"""

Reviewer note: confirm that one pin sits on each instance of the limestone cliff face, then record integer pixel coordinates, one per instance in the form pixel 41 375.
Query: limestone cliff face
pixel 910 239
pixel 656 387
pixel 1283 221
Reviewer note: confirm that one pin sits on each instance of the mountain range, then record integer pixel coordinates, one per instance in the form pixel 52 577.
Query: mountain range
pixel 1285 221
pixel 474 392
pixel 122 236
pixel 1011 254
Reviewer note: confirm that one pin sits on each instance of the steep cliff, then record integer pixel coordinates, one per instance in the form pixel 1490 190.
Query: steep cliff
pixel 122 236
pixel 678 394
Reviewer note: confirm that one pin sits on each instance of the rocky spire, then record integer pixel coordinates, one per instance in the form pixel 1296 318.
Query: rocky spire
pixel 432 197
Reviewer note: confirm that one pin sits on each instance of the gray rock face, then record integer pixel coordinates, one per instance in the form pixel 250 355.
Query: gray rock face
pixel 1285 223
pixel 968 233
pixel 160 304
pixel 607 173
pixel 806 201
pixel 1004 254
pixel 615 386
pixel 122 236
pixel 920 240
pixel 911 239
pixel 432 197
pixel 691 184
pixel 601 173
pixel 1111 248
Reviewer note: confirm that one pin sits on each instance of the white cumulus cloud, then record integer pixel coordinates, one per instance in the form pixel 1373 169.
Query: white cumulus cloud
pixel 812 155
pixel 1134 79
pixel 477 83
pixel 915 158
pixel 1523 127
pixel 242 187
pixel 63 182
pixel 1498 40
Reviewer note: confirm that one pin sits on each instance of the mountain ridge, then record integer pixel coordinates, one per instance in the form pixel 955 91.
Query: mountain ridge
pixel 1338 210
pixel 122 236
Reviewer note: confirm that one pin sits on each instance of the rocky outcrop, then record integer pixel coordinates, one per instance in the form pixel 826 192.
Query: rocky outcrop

"""

→ **TASK DIRECTIONS**: Please put every row above into a numbered list and leave out any blank lines.

→ **TASK RESPONSE**:
1. Reviewer note: confirm that one pin sits on each instance of the limestone cliff face, then record integer pixel coordinates, one per instance in the form pixel 41 375.
2. Query: limestone cliff face
3. pixel 910 239
4. pixel 656 387
5. pixel 1283 221
6. Reviewer note: confirm that one pin sits on each instance of the mountain range, then record integer pixel coordinates, one per instance in the form pixel 52 577.
7. Query: mountain range
8. pixel 1285 221
9. pixel 474 392
10. pixel 122 236
11. pixel 1011 254
12. Reviewer note: confirm that one pin sits on each instance of the steep cliff, then record integer pixel coordinates, one per instance in the form pixel 1490 190.
13. Query: steep cliff
14. pixel 122 236
15. pixel 678 394
16. Reviewer note: confirm that one pin sits on each instance of the rocky spire, then record integer pixel coordinates, one per instance in the form pixel 1296 318.
17. Query: rocky spire
18. pixel 432 197
19. Reviewer note: confirm that one pin sits on each instance of the gray rock face, then record integer pixel coordinates, one per instance in the form pixel 250 355.
20. Query: gray rock face
21. pixel 1285 223
22. pixel 968 233
23. pixel 160 304
24. pixel 607 173
25. pixel 806 201
26. pixel 1004 254
27. pixel 615 386
28. pixel 122 236
29. pixel 920 240
30. pixel 911 239
31. pixel 432 197
32. pixel 691 184
33. pixel 601 173
34. pixel 1111 248
35. Reviewer note: confirm that one pin sits on each instance of the white cumulus cloud, then record integer pixel coordinates, one per instance in the form pixel 1373 169.
36. Query: white cumulus cloud
37. pixel 812 155
38. pixel 1134 79
39. pixel 477 83
40. pixel 915 158
41. pixel 1523 127
42. pixel 242 187
43. pixel 63 182
44. pixel 1498 40
45. Reviewer note: confirm that one pin sits on each instance of the mountain ridge, then record integer pixel coordinates, one per instance in the form pixel 955 91.
46. Query: mountain ridge
47. pixel 1338 210
48. pixel 122 236
49. Reviewer note: confirm that one pin sits on each instance of the rocky outcrop, then record integer pixel coordinates, one per instance in the form pixel 826 192.
50. Query: rocky outcrop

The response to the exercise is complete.